_DATA EXTRACTS:_
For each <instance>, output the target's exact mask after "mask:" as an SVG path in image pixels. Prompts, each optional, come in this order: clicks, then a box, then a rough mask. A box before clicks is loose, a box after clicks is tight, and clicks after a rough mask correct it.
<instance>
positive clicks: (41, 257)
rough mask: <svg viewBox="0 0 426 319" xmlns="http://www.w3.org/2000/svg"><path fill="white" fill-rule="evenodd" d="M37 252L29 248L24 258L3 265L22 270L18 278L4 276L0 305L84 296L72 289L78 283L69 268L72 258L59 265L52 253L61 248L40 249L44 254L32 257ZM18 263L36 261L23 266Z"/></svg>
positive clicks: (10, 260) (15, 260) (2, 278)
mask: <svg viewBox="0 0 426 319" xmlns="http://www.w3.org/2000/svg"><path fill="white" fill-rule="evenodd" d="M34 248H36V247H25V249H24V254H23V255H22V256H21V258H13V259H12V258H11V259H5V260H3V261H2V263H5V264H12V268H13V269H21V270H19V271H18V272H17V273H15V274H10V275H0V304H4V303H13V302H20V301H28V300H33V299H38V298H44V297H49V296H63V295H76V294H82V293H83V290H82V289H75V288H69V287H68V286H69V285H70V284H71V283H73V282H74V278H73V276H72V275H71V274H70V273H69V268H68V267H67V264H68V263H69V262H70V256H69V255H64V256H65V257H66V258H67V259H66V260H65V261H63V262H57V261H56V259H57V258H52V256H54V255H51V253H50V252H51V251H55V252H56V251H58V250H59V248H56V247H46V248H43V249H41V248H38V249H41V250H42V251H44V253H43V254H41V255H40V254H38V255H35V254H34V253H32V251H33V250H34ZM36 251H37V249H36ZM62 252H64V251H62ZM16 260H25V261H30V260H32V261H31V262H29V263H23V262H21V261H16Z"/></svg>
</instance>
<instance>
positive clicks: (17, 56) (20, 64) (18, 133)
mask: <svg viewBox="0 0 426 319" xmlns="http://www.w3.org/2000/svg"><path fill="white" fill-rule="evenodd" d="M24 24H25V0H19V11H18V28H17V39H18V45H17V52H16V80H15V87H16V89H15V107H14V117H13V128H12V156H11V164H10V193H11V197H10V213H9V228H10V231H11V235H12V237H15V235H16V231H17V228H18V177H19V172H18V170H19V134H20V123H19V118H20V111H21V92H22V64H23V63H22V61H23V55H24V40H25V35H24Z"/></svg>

_HOW TO COMPLETE THIS TASK:_ The whole listing is to be transcribed exactly.

_EXERCISE RESPONSE:_
For each <instance>, output the target's exact mask after "mask:" as an SVG path in image pixels. Prompts, each optional, come in this order: clicks, then a box, then a rough mask. A box before clicks is loose, a box after clicks is tight, and clicks after a rough mask correct it.
<instance>
positive clicks: (41, 257)
rough mask: <svg viewBox="0 0 426 319" xmlns="http://www.w3.org/2000/svg"><path fill="white" fill-rule="evenodd" d="M37 252L29 248L24 258L3 265L22 270L18 278L4 276L0 305L84 296L72 289L78 283L69 268L72 258L59 265L52 253L61 248L40 249L44 254L32 257ZM18 263L36 261L23 266Z"/></svg>
positive clicks: (10, 260) (15, 260) (2, 278)
mask: <svg viewBox="0 0 426 319" xmlns="http://www.w3.org/2000/svg"><path fill="white" fill-rule="evenodd" d="M34 248H36V247H25V249H24V254H23V255H22V256H21V258H13V259H12V258H11V259H5V260H3V261H2V263H5V264H12V268H13V269H21V270H19V271H18V272H17V273H15V274H10V275H0V304H4V303H13V302H20V301H28V300H33V299H38V298H44V297H49V296H63V295H76V294H82V293H83V290H82V289H75V288H69V287H68V286H69V285H70V284H71V283H73V282H74V278H73V276H72V275H71V274H70V273H69V268H68V267H67V264H68V263H69V262H70V256H69V255H64V256H65V257H66V258H67V259H66V260H65V261H63V262H57V261H56V259H57V258H52V256H54V255H51V253H50V252H51V251H55V252H56V251H58V250H59V248H56V247H46V248H43V249H41V248H38V249H41V250H42V251H44V253H43V254H41V255H40V254H38V255H35V254H34V253H32V251H33V250H34ZM36 251H37V249H36ZM62 252H64V251H62ZM16 260H25V261H30V260H32V261H31V262H29V263H23V262H21V261H16Z"/></svg>
</instance>
<instance>
positive clicks: (17, 56) (20, 64) (18, 133)
mask: <svg viewBox="0 0 426 319" xmlns="http://www.w3.org/2000/svg"><path fill="white" fill-rule="evenodd" d="M24 24H25V0H19V11H18V28H17V39H18V45H17V52H16V80H15V87H16V89H15V107H14V117H13V128H12V156H11V164H10V193H11V197H10V213H9V228H10V231H11V235H12V237H15V235H16V231H17V228H18V177H19V172H18V170H19V134H20V123H19V118H20V111H21V92H22V64H23V63H22V61H23V55H24V40H25V35H24Z"/></svg>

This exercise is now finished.